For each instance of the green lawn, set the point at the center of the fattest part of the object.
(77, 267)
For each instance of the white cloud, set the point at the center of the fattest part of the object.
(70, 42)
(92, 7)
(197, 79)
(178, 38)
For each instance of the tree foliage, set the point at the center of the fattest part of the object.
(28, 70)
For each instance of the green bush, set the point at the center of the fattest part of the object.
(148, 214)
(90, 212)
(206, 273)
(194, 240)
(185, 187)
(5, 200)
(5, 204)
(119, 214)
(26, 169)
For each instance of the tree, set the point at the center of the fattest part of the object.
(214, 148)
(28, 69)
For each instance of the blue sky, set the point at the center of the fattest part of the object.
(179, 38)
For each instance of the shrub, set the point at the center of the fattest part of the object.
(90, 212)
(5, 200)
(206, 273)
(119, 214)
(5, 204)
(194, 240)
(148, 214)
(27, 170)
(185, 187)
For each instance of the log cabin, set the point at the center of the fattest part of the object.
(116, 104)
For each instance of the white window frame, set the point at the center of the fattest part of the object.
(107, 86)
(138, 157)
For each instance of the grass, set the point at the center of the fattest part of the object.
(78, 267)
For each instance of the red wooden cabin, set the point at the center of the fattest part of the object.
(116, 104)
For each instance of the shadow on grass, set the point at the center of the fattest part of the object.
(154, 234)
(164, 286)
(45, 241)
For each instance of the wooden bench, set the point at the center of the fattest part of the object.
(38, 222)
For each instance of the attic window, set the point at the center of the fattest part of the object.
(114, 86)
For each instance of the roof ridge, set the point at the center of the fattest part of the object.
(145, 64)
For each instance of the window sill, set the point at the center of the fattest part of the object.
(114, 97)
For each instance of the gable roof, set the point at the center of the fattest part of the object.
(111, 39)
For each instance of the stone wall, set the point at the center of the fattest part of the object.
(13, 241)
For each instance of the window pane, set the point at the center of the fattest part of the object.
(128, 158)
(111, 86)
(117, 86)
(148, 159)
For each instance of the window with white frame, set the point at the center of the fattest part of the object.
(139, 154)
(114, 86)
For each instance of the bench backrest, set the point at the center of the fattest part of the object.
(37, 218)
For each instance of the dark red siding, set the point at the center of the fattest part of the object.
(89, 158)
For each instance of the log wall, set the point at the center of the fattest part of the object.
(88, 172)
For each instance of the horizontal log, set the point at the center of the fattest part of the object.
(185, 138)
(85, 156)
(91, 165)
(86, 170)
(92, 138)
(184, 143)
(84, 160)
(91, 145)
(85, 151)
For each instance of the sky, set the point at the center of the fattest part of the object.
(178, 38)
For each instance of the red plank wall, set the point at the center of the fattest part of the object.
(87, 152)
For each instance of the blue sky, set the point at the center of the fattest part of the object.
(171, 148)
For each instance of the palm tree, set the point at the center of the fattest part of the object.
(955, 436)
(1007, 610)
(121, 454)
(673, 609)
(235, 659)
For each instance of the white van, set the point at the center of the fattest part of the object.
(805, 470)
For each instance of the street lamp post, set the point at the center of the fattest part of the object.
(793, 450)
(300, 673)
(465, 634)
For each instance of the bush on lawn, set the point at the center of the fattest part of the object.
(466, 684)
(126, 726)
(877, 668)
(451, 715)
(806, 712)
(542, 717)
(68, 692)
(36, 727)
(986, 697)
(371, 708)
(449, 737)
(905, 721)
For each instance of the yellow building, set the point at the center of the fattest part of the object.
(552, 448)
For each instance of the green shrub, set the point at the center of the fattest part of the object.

GIVEN REQUEST » Rewrite the rows beginning with the line containing "For each instance of the yellow" and continuing through the end of the rows, replacing "fattest part" with "widest part" and leaving everything else unchanged.

EXPECTED ANSWER »
For each instance of the yellow building, set the point at the center of the widest part of the object.
(552, 448)
For each instance of the green shrub, set the point at the center of the widest part of the object.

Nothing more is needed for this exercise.